WHAT IS ASKED
Scale the entries below, everything from the line containing "black stripe on sleeve -> box" down to the line containing "(0, 0), (644, 323)", both included. Write each of those lines out again, requests and their sample lines unchanged, but multiply every coordinate in the answers by 0.9 and round to whole numbers, halves up. Give only these lines.

Start DATASET RECORDS

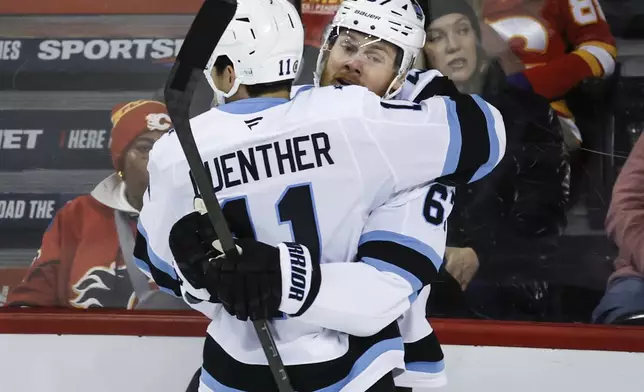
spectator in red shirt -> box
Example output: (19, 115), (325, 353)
(6, 100), (183, 309)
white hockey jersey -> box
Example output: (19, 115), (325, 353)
(135, 87), (505, 391)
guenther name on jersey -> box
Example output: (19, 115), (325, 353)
(199, 132), (335, 192)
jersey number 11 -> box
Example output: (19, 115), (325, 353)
(222, 183), (320, 262)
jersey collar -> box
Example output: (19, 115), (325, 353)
(217, 98), (288, 114)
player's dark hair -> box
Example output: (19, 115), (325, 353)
(214, 56), (294, 98)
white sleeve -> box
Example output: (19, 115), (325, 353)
(347, 86), (506, 193)
(290, 184), (453, 336)
(134, 139), (219, 317)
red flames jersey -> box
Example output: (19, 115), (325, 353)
(483, 0), (617, 114)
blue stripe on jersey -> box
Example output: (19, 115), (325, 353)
(358, 230), (443, 270)
(134, 256), (152, 275)
(405, 360), (445, 374)
(441, 97), (463, 176)
(201, 367), (244, 392)
(293, 84), (315, 98)
(217, 98), (288, 114)
(136, 219), (177, 280)
(362, 257), (423, 303)
(470, 94), (501, 182)
(315, 338), (404, 392)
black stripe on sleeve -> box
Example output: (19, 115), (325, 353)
(414, 76), (491, 186)
(437, 94), (491, 186)
(408, 72), (463, 103)
(358, 241), (438, 287)
(134, 231), (181, 297)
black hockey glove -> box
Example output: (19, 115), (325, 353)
(169, 207), (220, 292)
(206, 238), (320, 320)
(170, 201), (320, 320)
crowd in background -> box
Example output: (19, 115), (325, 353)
(0, 0), (644, 323)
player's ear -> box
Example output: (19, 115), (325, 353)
(225, 65), (237, 87)
(212, 65), (236, 92)
(391, 73), (407, 91)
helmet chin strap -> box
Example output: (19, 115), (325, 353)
(212, 78), (241, 107)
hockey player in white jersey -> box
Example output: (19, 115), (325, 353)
(135, 0), (505, 391)
(199, 0), (450, 390)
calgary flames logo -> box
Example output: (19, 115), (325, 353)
(69, 262), (136, 309)
(145, 113), (172, 131)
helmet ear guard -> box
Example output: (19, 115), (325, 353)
(314, 0), (426, 99)
(204, 0), (304, 105)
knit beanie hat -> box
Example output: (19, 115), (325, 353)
(419, 0), (481, 40)
(110, 100), (172, 171)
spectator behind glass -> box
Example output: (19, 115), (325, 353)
(6, 100), (185, 309)
(422, 0), (570, 318)
(593, 137), (644, 323)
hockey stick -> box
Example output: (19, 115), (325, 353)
(163, 0), (293, 392)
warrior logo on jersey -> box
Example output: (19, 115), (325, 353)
(69, 262), (136, 309)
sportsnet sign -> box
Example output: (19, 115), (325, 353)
(0, 110), (112, 171)
(0, 37), (183, 90)
(0, 38), (183, 73)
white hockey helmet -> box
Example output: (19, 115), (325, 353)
(314, 0), (426, 97)
(204, 0), (304, 104)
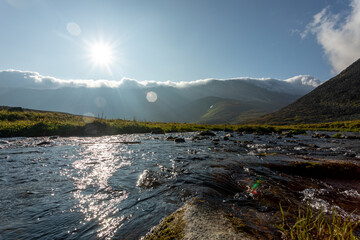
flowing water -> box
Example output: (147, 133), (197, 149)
(0, 132), (360, 240)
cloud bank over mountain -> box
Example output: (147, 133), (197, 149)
(0, 70), (320, 123)
(0, 70), (320, 94)
(302, 0), (360, 73)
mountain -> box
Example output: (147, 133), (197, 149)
(249, 59), (360, 124)
(0, 70), (319, 123)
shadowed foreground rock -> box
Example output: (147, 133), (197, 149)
(145, 198), (256, 240)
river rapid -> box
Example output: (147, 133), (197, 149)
(0, 132), (360, 240)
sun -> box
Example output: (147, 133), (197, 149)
(89, 41), (115, 68)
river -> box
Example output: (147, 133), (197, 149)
(0, 132), (360, 240)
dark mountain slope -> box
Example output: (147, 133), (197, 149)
(250, 59), (360, 124)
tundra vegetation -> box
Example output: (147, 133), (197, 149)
(0, 107), (360, 137)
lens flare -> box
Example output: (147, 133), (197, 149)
(146, 91), (157, 102)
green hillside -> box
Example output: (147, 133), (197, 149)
(198, 99), (280, 124)
(249, 59), (360, 125)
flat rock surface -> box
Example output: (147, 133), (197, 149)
(183, 199), (255, 240)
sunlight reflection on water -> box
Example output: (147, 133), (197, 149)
(68, 141), (130, 239)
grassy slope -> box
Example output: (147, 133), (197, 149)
(249, 59), (360, 124)
(0, 108), (360, 137)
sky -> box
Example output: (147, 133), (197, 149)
(0, 0), (360, 82)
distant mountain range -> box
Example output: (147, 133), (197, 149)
(250, 59), (360, 124)
(0, 70), (320, 123)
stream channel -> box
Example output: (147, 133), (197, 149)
(0, 131), (360, 240)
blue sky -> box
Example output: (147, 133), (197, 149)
(0, 0), (360, 81)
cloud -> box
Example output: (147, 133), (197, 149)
(301, 0), (360, 73)
(0, 70), (319, 90)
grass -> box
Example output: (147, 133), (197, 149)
(144, 209), (186, 240)
(0, 107), (360, 137)
(277, 204), (360, 240)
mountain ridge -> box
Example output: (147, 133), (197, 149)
(249, 59), (360, 124)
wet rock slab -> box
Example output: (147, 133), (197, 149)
(145, 198), (256, 240)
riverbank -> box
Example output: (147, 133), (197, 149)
(0, 108), (360, 137)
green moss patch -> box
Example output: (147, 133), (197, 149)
(145, 209), (186, 240)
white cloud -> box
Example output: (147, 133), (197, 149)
(301, 0), (360, 73)
(0, 70), (320, 94)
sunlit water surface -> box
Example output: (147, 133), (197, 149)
(0, 132), (360, 239)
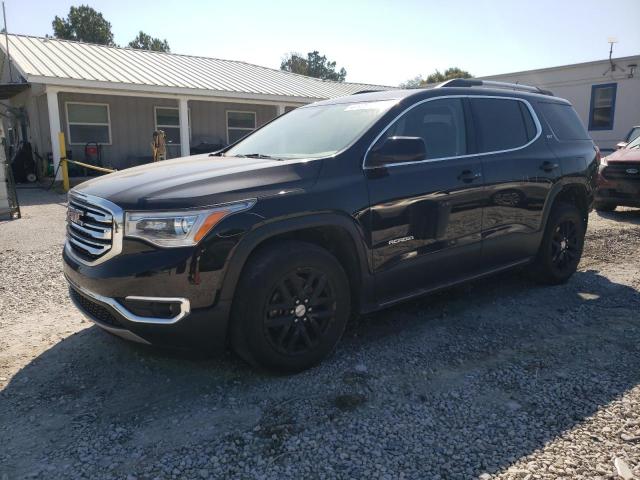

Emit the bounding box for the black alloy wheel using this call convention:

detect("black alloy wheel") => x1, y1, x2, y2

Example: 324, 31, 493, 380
264, 267, 336, 355
551, 220, 580, 272
530, 202, 587, 285
230, 240, 351, 372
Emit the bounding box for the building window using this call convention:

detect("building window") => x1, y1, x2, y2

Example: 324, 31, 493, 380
589, 83, 618, 130
65, 102, 111, 145
154, 107, 191, 145
227, 110, 256, 145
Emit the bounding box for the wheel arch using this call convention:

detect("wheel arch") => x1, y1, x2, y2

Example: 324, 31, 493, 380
542, 182, 593, 230
220, 213, 373, 311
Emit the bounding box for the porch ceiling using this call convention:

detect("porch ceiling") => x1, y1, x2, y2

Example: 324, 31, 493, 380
0, 83, 31, 100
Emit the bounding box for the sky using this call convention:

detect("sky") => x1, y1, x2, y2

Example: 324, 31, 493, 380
5, 0, 640, 85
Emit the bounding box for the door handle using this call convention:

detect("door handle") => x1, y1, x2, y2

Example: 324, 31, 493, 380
458, 170, 482, 183
540, 161, 560, 172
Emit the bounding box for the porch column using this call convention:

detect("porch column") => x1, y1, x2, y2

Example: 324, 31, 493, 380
178, 98, 190, 157
47, 87, 62, 180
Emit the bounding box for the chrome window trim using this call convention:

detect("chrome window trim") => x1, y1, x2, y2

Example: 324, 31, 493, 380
64, 190, 124, 267
362, 95, 542, 170
65, 275, 191, 325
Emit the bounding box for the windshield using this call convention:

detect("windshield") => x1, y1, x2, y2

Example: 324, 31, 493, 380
225, 100, 397, 159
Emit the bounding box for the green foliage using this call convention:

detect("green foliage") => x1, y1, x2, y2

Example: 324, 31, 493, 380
127, 30, 171, 53
280, 50, 347, 82
51, 5, 114, 45
400, 67, 472, 88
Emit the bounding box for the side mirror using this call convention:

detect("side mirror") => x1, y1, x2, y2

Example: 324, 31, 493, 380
367, 137, 427, 167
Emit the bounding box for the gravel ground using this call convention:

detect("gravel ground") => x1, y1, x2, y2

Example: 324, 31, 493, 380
0, 190, 640, 480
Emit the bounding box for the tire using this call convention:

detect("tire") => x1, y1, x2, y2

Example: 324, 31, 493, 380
231, 241, 351, 372
531, 203, 586, 285
594, 202, 617, 212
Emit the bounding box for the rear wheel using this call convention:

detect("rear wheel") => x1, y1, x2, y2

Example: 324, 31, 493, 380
532, 203, 586, 285
231, 241, 350, 372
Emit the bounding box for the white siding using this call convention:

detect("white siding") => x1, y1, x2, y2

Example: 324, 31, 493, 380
483, 56, 640, 150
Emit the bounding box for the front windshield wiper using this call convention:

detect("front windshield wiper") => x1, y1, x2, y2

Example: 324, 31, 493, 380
235, 153, 282, 160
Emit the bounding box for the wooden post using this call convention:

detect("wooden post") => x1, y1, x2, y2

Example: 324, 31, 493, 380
58, 132, 69, 192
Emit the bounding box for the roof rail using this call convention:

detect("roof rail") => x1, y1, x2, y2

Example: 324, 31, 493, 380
436, 78, 553, 96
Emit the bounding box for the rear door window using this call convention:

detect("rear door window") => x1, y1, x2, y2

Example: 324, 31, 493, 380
377, 98, 467, 159
469, 97, 537, 153
538, 102, 589, 141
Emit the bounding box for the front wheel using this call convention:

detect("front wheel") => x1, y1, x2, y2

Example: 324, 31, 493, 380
231, 241, 351, 372
532, 203, 586, 285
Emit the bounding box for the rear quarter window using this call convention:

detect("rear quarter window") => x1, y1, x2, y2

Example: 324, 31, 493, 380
470, 97, 537, 153
538, 102, 590, 141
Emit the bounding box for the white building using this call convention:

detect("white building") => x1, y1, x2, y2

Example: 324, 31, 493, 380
0, 35, 387, 176
482, 55, 640, 152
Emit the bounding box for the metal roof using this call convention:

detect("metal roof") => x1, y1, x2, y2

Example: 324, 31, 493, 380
0, 34, 389, 101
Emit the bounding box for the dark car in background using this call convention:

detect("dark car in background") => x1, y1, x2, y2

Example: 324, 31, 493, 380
63, 80, 599, 371
595, 136, 640, 212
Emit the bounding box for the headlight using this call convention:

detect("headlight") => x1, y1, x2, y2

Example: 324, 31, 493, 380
124, 200, 255, 247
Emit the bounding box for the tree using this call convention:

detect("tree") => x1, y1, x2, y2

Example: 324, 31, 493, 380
128, 30, 171, 53
400, 67, 472, 88
51, 5, 114, 45
280, 50, 347, 82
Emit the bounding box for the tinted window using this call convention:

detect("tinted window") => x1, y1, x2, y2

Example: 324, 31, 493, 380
538, 103, 589, 140
627, 127, 640, 142
470, 98, 535, 152
225, 96, 398, 159
378, 98, 467, 158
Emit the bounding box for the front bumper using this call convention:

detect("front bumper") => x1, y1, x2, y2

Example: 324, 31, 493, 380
595, 185, 640, 207
64, 248, 230, 350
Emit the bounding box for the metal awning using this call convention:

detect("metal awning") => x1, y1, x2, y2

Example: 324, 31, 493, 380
0, 83, 31, 100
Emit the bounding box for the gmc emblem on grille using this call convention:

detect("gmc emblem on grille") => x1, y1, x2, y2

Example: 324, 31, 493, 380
67, 207, 82, 225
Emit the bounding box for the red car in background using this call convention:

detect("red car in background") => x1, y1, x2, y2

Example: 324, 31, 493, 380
595, 136, 640, 212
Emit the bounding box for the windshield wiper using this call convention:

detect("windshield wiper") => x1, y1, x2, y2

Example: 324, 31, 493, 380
236, 153, 281, 160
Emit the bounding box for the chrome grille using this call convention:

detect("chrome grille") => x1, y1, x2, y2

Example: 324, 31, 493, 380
66, 192, 122, 265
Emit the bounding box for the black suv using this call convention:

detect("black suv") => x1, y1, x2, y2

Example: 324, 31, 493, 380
64, 80, 599, 371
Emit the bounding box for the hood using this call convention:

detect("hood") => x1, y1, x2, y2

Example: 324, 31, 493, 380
607, 148, 640, 163
74, 154, 322, 210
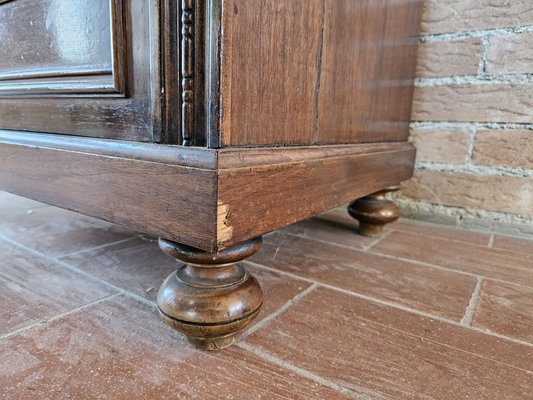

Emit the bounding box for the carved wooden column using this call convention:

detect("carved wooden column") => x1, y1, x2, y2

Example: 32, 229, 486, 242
348, 185, 400, 237
157, 237, 263, 350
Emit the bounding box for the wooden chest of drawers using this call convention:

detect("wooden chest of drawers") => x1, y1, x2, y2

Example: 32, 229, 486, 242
0, 0, 422, 349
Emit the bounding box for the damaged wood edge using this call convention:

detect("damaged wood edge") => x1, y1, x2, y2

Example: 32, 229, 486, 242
216, 199, 233, 247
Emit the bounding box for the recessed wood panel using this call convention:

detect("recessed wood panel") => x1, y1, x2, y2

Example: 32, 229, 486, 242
0, 0, 167, 142
318, 0, 422, 144
0, 0, 124, 96
221, 0, 323, 145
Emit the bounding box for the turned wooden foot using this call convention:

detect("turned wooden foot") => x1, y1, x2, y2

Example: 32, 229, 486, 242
157, 238, 263, 350
348, 185, 400, 237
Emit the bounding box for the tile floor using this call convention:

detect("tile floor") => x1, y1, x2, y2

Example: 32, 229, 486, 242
0, 192, 533, 400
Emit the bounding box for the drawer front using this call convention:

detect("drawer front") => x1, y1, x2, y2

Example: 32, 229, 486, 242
0, 0, 179, 141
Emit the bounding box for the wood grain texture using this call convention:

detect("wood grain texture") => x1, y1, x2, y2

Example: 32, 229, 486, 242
0, 134, 216, 250
317, 0, 422, 143
0, 0, 120, 96
220, 0, 323, 146
217, 143, 415, 248
0, 0, 162, 141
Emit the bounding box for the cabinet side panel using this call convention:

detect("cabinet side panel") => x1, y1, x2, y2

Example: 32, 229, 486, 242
221, 0, 324, 146
318, 0, 422, 144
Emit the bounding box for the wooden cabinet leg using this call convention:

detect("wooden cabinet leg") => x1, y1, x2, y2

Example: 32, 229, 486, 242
157, 237, 263, 350
348, 185, 400, 237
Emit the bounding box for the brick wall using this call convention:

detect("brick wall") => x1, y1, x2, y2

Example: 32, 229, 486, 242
399, 0, 533, 233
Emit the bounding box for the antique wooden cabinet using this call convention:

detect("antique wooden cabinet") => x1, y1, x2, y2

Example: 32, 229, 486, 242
0, 0, 422, 349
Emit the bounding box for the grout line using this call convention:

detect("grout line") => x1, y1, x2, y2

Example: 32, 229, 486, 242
362, 229, 392, 252
236, 342, 369, 400
460, 277, 483, 327
241, 260, 533, 347
487, 234, 494, 249
0, 293, 119, 340
240, 283, 318, 339
57, 236, 138, 258
276, 228, 533, 289
0, 235, 156, 309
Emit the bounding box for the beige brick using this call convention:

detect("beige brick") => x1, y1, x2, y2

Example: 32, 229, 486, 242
412, 84, 533, 123
411, 129, 468, 164
472, 130, 533, 169
402, 170, 533, 215
417, 38, 481, 77
487, 33, 533, 74
422, 0, 533, 34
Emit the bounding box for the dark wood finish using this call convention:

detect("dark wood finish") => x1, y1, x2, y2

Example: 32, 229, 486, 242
0, 0, 125, 96
0, 131, 217, 250
348, 185, 400, 237
317, 0, 422, 144
217, 143, 415, 247
0, 0, 166, 141
157, 238, 263, 350
0, 0, 422, 349
220, 0, 323, 146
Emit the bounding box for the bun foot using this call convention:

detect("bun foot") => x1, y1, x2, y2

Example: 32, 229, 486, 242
157, 238, 263, 350
348, 185, 400, 237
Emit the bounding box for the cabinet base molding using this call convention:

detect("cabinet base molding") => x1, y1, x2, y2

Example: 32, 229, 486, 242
157, 237, 263, 350
348, 185, 400, 237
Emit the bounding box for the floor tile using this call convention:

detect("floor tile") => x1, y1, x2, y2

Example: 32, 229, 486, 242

End DATASET RECORDS

ANSWER
black stripe on sleeve -> box
Example output: (19, 115), (325, 353)
(373, 68), (442, 167)
(393, 85), (442, 167)
(367, 65), (417, 93)
(322, 217), (394, 258)
(121, 208), (163, 267)
black hockey glove -> box
Example output: (19, 115), (325, 353)
(152, 186), (198, 263)
(185, 214), (288, 288)
(153, 181), (288, 288)
crowd in background -> box
Example output: (19, 115), (325, 353)
(0, 0), (580, 291)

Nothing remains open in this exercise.